- **What to work on**:
Find the line containing "Drop a marker on every instance of the sky, one" in the material below; copy that line and all following lines exactly.

- **Listed records**:
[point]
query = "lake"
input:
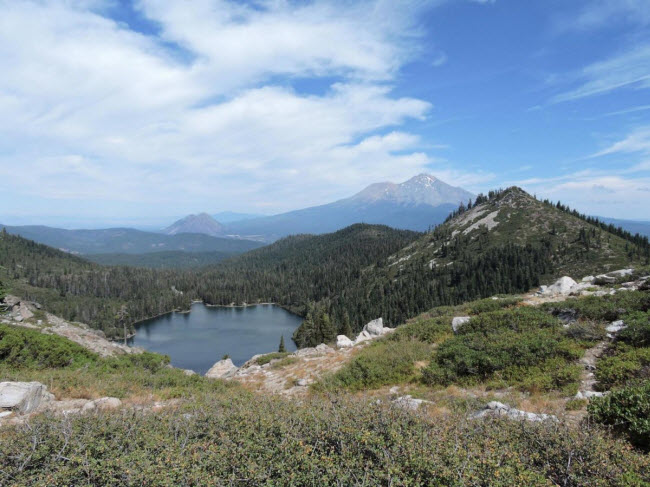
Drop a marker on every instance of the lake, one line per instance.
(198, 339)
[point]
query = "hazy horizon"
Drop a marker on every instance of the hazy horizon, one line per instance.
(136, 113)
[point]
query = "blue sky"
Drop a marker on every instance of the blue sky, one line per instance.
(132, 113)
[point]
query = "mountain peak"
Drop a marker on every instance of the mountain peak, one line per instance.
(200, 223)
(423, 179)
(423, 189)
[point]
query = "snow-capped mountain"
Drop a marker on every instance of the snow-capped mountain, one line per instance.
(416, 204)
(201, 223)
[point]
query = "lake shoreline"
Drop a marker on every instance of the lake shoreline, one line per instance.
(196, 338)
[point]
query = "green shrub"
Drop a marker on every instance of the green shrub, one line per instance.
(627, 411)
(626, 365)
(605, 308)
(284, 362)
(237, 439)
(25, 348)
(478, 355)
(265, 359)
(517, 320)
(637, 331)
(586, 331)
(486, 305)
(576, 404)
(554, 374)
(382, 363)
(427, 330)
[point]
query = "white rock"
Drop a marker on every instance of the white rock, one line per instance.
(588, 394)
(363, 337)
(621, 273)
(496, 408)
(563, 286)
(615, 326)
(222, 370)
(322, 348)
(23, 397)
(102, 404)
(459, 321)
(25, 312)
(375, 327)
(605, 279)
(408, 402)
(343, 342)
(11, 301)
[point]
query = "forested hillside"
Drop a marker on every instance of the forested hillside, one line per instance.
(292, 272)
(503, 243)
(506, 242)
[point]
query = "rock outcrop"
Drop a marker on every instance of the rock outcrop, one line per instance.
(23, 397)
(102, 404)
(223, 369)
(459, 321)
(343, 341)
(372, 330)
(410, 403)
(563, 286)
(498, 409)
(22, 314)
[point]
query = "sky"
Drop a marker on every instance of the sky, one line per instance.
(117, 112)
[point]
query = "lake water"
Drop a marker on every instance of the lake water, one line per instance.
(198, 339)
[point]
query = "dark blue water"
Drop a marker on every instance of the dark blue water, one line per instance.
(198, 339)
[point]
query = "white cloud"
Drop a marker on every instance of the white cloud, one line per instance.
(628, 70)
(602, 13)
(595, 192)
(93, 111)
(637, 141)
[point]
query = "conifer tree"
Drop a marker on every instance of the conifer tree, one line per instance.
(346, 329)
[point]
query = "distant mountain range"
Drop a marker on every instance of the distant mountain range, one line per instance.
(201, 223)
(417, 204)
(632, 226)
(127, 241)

- **Output for this exercise**:
Drop a marker on every instance of the sky, one line per instance.
(117, 112)
[point]
query = "lake water"
Drop a marker on every instance of the lake water, one line per instance.
(198, 339)
[point]
query = "dark blue water"
Drop a marker on every instance of the dark blue water, one line per instance.
(198, 339)
[point]
query = "white cloud"
Drop a marker on every instance of the white cloud, one line per instance.
(628, 70)
(602, 13)
(595, 192)
(93, 111)
(637, 141)
[point]
query = "conifer tree"
Drop a marker on every instance of the conifer tree, one line per instance.
(346, 329)
[point]
query = "distant mountain range"
Drop a marker on every instance of the distant mountain range, one line per instance.
(201, 223)
(417, 204)
(632, 226)
(127, 241)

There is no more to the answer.